* **Teks untuk Ditelaah**
※

Pandemi Covid-19 membuat perempuan semakin rentan menjadi korban kekerasan. Data Komisi Nasional Anti Kekerasan Terhadap Perempuan (Komnas Perempuan) menerima 892 pengaduan langsung hingga Mei 2020. Angka ini setara dengan 63% dari total pengaduan sepanjang 2019.
Mayoritas laporan masuk pada April atau bulan kedua kebijakan Pembatasan Sosial Berskala Besar (PSBB) berjalan di sejumlah daerah Indonesia. Angkanya mencapai 232 laporan. Lebih banyak dari bulan sebelumnya yang 181 laporan. Sedangkan, pada Mei sebanyak 207 laporan.
Ranah kasus kekerasan paling banyak dilaporkan adalah kekerasan dalam rumah tangga (KDRT)/ranah personal (RP). Persentasenya mencapai 69% dari total kasus sepanjang Januari-Mei 2020. Disusul kekerasan di ranah komunitas (30%) dan negara (1%).
Bentuk KDRT/RP yang paling banyak berupa kekerasan psikis, yakni 398 laporan. Lalu, jenis paling banyak adalah kekerasan terhadap istri, yakni 170 laporan. Komisioner Komnas Perempuan Alimatul Qibtiyah kepada Katadata.co.id, Jumat (18/9), menyatakan hal ini terjadi lantaran PSBB dan penurunan tingkat ekonomi atau penghasilan membuat ketegangan dalam hubungan suami-istri meningkat.
Hasil survei daring Komnas Perempuan periode April-Mei 2020 terhadap 2.285 orang laki-laki dan perempuan menyatakan, 10,3% responden mengaku hubungannya dengan pasangan semakin tegang sejak pandemi Covid-19. Dari angka tersebut, 12% adalah pasangan yang telah menikah.

※

* **Item yang Ditampilkan**
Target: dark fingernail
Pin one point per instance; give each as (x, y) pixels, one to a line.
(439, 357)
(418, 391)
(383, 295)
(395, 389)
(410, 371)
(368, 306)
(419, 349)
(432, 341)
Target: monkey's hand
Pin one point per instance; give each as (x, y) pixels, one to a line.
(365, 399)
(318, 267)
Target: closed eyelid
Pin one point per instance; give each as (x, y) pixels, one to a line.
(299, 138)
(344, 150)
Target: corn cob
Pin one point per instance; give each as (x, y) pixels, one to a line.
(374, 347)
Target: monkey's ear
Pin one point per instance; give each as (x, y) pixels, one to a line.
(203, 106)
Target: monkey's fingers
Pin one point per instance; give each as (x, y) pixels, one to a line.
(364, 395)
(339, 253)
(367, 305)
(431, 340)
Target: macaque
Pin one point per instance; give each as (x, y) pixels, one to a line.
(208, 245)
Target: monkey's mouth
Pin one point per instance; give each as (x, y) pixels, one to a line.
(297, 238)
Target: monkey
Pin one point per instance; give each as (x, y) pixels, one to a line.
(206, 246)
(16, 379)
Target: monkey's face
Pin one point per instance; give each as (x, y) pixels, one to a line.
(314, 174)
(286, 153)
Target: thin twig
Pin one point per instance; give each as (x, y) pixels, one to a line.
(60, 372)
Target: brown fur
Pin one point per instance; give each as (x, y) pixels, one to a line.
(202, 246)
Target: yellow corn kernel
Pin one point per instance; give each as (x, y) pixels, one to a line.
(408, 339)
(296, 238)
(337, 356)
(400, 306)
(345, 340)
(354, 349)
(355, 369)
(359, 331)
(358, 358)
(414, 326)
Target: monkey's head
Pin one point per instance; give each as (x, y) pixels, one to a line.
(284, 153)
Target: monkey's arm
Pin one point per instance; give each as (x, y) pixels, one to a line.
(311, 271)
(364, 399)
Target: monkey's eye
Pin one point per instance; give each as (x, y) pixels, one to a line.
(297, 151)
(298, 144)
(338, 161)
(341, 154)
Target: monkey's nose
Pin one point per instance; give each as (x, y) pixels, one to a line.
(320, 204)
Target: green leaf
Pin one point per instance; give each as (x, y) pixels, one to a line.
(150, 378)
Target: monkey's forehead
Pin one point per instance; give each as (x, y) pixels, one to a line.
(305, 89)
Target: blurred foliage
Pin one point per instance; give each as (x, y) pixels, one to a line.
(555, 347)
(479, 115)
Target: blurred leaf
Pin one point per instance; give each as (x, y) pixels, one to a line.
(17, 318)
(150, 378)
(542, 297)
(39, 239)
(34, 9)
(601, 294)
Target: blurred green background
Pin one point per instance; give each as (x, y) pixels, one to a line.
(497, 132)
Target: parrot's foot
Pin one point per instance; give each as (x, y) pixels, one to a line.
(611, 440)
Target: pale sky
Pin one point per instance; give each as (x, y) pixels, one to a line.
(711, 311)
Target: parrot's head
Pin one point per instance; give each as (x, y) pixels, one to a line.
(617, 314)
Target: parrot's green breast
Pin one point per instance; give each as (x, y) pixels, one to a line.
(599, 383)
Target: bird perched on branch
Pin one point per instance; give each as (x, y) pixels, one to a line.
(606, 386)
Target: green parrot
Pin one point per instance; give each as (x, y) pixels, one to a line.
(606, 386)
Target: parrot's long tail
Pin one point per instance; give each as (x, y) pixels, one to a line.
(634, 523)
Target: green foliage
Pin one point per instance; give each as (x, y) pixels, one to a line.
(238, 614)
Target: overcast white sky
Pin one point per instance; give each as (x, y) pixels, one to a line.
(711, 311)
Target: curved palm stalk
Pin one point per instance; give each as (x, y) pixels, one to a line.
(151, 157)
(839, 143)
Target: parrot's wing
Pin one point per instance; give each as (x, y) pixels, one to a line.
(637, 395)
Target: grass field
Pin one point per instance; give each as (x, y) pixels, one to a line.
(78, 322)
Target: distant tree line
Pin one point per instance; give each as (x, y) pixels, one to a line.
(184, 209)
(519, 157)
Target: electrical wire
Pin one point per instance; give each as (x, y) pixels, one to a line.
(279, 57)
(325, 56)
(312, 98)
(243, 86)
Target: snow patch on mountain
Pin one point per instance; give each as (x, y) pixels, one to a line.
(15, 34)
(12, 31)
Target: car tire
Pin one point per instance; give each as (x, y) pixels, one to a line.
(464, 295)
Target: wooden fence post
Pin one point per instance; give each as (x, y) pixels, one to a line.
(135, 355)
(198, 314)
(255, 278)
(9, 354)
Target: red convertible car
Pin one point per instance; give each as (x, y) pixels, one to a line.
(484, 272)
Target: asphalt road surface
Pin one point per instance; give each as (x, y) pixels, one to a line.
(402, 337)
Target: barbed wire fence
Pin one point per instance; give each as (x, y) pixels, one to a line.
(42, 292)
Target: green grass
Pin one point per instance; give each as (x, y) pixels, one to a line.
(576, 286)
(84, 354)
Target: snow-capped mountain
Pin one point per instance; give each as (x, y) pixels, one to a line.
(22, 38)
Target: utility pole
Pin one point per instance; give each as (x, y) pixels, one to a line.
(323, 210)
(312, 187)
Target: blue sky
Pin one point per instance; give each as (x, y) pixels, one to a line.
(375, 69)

※

* **Kumpulan Latihan**
1) Tolong tentukan apakah setiap pernyataan berikut sesuai dengan teks tentang kekerasan terhadap perempuan selama pandemi: (a) Komnas Perempuan menerima 892 pengaduan langsung hingga Mei 2020; (b) laporan pada Mei lebih banyak daripada laporan pada April; (c) kekerasan di ranah negara mencapai 30% dari total kasus. Jawab ya atau tidak untuk masing-masing, disertai kutipan persis dari teks yang menjadi penentunya.
2) Salin ulang dengan tepat bagian teks tentang kekerasan terhadap perempuan selama pandemi, mulai dari "Mayoritas laporan masuk" dan berakhir pada "sebanyak 207 laporan.".
Item di atas tidak diperlukan dalam latihan ini.

* **Jawaban Latihan**
1)
(a) Ya: "menerima 892 pengaduan langsung hingga Mei 2020"
(b) Tidak: "Angkanya mencapai 232 laporan." dan "Sedangkan, pada Mei sebanyak 207 laporan."
(c) Tidak: "Disusul kekerasan di ranah komunitas (30%) dan negara (1%)."

2)
Mayoritas laporan masuk pada April atau bulan kedua kebijakan Pembatasan Sosial Berskala Besar (PSBB) berjalan di sejumlah daerah Indonesia. Angkanya mencapai 232 laporan. Lebih banyak dari bulan sebelumnya yang 181 laporan. Sedangkan, pada Mei sebanyak 207 laporan.